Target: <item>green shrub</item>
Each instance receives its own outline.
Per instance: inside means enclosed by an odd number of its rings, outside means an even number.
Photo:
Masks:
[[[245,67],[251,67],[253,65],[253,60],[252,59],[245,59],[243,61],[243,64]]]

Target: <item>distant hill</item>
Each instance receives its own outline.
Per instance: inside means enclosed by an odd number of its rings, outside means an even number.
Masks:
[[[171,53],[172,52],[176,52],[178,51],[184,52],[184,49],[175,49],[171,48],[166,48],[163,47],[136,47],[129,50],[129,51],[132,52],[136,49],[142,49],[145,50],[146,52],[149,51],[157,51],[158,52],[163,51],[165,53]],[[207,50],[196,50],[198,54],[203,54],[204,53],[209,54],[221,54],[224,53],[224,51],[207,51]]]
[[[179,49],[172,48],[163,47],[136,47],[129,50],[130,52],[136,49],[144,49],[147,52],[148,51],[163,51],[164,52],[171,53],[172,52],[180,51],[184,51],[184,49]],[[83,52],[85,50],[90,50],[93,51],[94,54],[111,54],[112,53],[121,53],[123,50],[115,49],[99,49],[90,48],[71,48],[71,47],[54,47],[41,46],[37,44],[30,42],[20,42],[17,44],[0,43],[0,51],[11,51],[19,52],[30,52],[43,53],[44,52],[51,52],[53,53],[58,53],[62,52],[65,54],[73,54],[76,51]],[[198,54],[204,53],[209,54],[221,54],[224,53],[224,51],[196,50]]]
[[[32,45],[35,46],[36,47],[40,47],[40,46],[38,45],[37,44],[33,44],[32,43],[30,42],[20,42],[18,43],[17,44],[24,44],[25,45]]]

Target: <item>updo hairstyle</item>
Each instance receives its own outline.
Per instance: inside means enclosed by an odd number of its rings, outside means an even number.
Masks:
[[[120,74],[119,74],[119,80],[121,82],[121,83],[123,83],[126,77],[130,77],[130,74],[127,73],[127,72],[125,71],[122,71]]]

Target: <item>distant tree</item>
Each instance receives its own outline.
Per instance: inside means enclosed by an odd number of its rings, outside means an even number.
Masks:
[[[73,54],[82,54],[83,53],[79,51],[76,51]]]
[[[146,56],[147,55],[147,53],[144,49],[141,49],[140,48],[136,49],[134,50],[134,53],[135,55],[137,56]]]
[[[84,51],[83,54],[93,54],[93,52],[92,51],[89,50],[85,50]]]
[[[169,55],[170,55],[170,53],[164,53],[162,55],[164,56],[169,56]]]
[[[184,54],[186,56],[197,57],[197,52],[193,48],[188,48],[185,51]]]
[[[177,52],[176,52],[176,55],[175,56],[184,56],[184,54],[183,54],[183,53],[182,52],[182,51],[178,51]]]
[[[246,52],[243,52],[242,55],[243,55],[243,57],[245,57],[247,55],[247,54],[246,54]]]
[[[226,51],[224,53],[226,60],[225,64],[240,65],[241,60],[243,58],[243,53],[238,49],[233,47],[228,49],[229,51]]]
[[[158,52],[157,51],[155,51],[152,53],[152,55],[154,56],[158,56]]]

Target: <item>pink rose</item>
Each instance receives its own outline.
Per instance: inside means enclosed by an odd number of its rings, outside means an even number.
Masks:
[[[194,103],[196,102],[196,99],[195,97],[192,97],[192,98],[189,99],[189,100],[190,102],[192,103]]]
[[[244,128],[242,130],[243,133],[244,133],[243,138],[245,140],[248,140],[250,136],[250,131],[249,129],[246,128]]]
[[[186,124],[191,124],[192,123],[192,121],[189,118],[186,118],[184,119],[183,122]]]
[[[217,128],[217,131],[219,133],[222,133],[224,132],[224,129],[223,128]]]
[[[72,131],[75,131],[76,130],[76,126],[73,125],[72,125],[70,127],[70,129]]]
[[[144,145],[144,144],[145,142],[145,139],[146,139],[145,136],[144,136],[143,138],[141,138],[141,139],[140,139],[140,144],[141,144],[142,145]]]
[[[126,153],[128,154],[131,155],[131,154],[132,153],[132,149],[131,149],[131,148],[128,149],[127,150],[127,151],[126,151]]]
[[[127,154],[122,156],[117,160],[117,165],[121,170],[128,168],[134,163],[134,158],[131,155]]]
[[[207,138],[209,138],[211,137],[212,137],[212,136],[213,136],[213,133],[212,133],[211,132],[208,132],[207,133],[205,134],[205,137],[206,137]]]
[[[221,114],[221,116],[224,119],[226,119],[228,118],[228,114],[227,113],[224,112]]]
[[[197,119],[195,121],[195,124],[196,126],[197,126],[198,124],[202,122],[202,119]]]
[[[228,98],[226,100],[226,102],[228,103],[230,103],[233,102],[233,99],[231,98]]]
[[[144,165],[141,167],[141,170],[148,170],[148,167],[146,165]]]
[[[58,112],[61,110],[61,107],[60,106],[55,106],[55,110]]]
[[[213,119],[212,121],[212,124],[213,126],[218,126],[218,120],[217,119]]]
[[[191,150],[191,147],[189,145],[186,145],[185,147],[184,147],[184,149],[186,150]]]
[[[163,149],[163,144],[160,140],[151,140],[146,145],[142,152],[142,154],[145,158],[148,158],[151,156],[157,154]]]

━━━━

WHAT NEEDS TO BE DONE → Copy out, character for character, the lines of the material from the one containing "Target: <item>pink rose</item>" through the one containing "[[[144,165],[141,167],[141,170],[148,170],[148,167],[146,165]]]", both included.

REPLY →
Target: <item>pink rose</item>
Each instance receives its own outline.
Per instance: inside means enclosed by an odd number of its rings, outside means an even number.
Masks:
[[[194,103],[196,102],[196,99],[195,97],[192,97],[192,98],[189,99],[189,100],[190,102],[192,103]]]
[[[244,128],[242,130],[243,133],[244,133],[243,138],[245,140],[248,140],[250,136],[250,131],[249,129],[246,128]]]
[[[186,124],[191,124],[192,123],[192,121],[189,118],[186,118],[184,119],[183,122]]]
[[[217,128],[217,131],[219,133],[222,133],[224,132],[224,129],[223,128]]]
[[[72,131],[75,131],[76,130],[76,126],[73,125],[72,125],[70,127],[70,129]]]
[[[144,145],[144,144],[145,142],[145,139],[146,139],[145,136],[144,136],[143,138],[141,138],[141,139],[140,139],[140,144],[141,144],[142,145]]]
[[[126,153],[128,154],[131,155],[131,154],[132,153],[132,149],[131,149],[131,148],[128,149],[127,150],[127,151],[126,151]]]
[[[127,154],[122,156],[117,160],[117,165],[121,170],[128,168],[134,163],[134,158],[131,155]]]
[[[207,138],[209,138],[211,137],[212,137],[212,136],[213,136],[213,133],[212,133],[211,132],[208,132],[207,133],[205,134],[205,137],[206,137]]]
[[[221,114],[221,116],[224,119],[226,119],[228,118],[228,114],[227,113],[224,112]]]
[[[197,119],[195,121],[195,124],[196,126],[197,126],[198,124],[202,122],[202,119]]]
[[[228,98],[226,100],[226,102],[228,103],[230,103],[233,102],[233,99],[231,98]]]
[[[144,165],[141,167],[141,170],[148,170],[148,167],[146,165]]]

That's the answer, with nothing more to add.